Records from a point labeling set
---*---

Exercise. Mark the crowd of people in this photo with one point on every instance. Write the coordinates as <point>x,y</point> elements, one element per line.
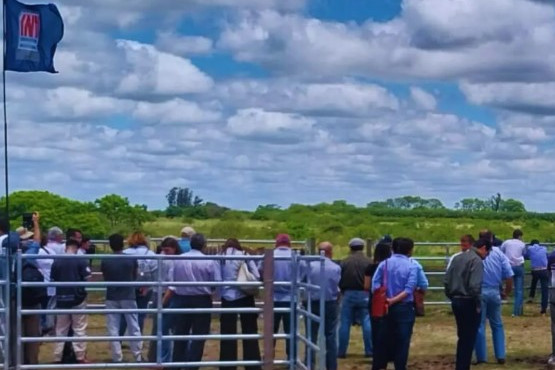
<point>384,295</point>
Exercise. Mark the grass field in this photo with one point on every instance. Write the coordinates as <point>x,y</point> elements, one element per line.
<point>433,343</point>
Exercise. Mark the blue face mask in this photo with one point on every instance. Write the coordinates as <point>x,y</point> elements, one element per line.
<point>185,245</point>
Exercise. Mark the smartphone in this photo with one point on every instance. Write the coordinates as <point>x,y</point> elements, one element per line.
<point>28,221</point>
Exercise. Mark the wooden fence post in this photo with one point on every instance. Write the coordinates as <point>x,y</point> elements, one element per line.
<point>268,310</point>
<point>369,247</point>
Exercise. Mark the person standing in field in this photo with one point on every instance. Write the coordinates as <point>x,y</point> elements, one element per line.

---*---

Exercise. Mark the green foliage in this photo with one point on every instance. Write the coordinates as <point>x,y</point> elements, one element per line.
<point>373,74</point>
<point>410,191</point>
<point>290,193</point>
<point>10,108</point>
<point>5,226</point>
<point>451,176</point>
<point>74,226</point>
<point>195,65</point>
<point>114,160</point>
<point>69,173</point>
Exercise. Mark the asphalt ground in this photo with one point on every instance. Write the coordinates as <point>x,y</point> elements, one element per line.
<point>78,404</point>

---*---

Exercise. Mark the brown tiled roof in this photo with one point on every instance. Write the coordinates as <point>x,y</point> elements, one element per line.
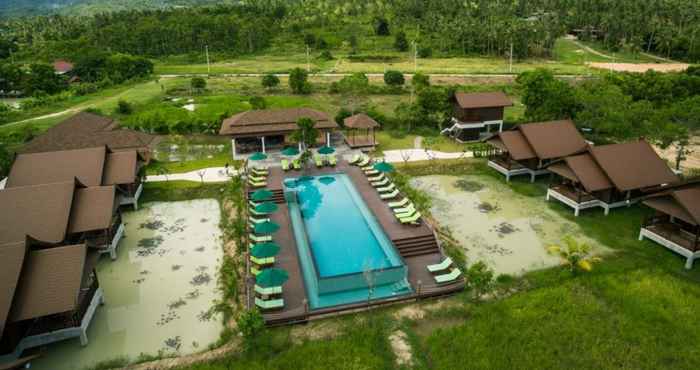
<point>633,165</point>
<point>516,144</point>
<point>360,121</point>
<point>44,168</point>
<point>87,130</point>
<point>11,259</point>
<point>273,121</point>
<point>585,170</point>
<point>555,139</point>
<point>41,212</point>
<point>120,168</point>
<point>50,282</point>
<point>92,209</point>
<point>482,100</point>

---*---

> [WHAT THE TASK REQUIRES]:
Render everything in the records from the line containing "Exercise. Mark the smartphone" down to the line containing "Exercise. Mark the person", both included, as a Markdown table with the columns Row and Line. Number each line under Row, and skip any blank lines.

> [THE REPLY]:
| Row | Line |
|---|---|
| 1 | Exercise. Mark the smartphone in this photo with one point on every instance. Write the coordinates as <point>x,y</point> elements, one element per line. |
| 2 | <point>28,221</point> |
| 3 | Exercise. Mark the wooden fence post in this photo with one point on every instance. Write the coordinates as <point>x,y</point> elements, one element per line. |
| 4 | <point>268,310</point> |
| 5 | <point>369,247</point> |
| 6 | Exercise. Mark the person standing in field in this photo with one point on every instance. Write the coordinates as <point>x,y</point> elements, one element per line. |